## Short task a:
Reproduce the forum post about driving an IGBT, in its entirety and word for word.

PostPosted: Thu Oct 13, 2005 12:04 am    Post subject: Re: Driver for IGBT? (-ve off and +ve on from CMOS) Reply with quote

On Wed, 12 Oct 2005 17:30:22 GMT, Ignoramus24489
<ignoramus24489@NOSPAM.24489.invalid> wrote:

Quote:
On Wed, 12 Oct 2005 17:24:36 GMT, Glen Walpert <gwalpert@notaxs.com> wrote:
On Wed, 12 Oct 2005 14:50:16 GMT, Ignoramus24489
ignoramus24489@NOSPAM.24489.invalid> wrote:

What if the bridge shorts instead of opens during th switching event?
Would that help?

Yes, see other posts. But it won't help with providing adequate EMI
immunity for your gate drive circuits, something the Semikron driver
design probably gave some consideration to.

I am confused. My plan for my inverter circuit is to place it BEFORE
the high voltage, high frequency arc starter circuit. I believe,
rightly or wrongly, that the HF unit is isolated from the power supply
in the sense of conducting interference. If I am mistaken, or am
thinking about a wrong issue, I will appreciate being corrected.

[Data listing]
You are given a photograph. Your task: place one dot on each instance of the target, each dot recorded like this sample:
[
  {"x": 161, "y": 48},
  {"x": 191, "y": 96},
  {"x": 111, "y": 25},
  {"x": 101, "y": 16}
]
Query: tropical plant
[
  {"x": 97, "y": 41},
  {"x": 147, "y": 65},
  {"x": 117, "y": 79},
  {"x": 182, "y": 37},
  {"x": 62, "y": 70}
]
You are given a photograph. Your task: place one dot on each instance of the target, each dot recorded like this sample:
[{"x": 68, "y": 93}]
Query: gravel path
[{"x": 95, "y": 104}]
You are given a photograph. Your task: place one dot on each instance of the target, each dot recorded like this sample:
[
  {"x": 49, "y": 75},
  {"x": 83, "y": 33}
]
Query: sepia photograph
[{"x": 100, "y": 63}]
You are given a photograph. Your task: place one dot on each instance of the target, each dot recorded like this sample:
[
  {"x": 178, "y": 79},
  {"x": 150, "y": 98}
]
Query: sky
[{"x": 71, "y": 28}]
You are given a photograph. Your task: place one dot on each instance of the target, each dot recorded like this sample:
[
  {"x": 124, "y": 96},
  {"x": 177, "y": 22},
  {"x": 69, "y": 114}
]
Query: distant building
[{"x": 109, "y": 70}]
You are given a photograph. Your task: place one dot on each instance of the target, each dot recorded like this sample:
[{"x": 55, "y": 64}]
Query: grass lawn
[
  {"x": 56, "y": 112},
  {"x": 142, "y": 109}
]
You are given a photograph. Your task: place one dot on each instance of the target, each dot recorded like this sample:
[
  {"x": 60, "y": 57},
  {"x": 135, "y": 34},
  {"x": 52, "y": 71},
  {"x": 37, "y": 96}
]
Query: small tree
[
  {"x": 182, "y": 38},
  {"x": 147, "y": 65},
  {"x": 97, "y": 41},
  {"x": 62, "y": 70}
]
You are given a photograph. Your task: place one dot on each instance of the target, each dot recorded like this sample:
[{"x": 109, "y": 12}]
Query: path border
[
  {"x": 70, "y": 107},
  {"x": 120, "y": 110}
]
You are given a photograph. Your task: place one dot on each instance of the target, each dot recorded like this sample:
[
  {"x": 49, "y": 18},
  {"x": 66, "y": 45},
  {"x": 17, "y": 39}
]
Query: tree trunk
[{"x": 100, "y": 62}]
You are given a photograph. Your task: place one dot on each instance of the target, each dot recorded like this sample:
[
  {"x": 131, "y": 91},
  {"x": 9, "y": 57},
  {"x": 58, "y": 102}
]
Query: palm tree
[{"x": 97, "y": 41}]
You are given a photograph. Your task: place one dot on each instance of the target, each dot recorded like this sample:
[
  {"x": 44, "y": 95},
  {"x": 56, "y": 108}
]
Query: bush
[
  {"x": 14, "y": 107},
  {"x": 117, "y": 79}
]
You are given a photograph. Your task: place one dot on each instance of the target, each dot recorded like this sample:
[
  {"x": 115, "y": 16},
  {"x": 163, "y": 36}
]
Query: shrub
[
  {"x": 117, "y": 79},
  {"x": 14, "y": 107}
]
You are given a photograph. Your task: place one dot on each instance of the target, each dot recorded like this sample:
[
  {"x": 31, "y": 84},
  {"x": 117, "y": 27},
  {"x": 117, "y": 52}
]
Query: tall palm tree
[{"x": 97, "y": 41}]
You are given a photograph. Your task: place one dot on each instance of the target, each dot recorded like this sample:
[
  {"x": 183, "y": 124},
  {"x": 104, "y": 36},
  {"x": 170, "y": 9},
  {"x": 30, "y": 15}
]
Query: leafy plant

## Short task b:
Identify each line of the records above that contains the string "path" and copy those lines.

## Worked answer a:
PostPosted: Thu Oct 13, 2005 12:04 am    Post subject: Re: Driver for IGBT? (-ve off and +ve on from CMOS) Reply with quote

On Wed, 12 Oct 2005 17:30:22 GMT, Ignoramus24489
<ignoramus24489@NOSPAM.24489.invalid> wrote:

Quote:
On Wed, 12 Oct 2005 17:24:36 GMT, Glen Walpert <gwalpert@notaxs.com> wrote:
On Wed, 12 Oct 2005 14:50:16 GMT, Ignoramus24489
ignoramus24489@NOSPAM.24489.invalid> wrote:

What if the bridge shorts instead of opens during th switching event?
Would that help?

Yes, see other posts. But it won't help with providing adequate EMI
immunity for your gate drive circuits, something the Semikron driver
design probably gave some consideration to.

I am confused. My plan for my inverter circuit is to place it BEFORE
the high voltage, high frequency arc starter circuit. I believe,
rightly or wrongly, that the HF unit is isolated from the power supply
in the sense of conducting interference. If I am mistaken, or am
thinking about a wrong issue, I will appreciate being corrected.

## Worked answer b:
Query: gravel path
Query: path border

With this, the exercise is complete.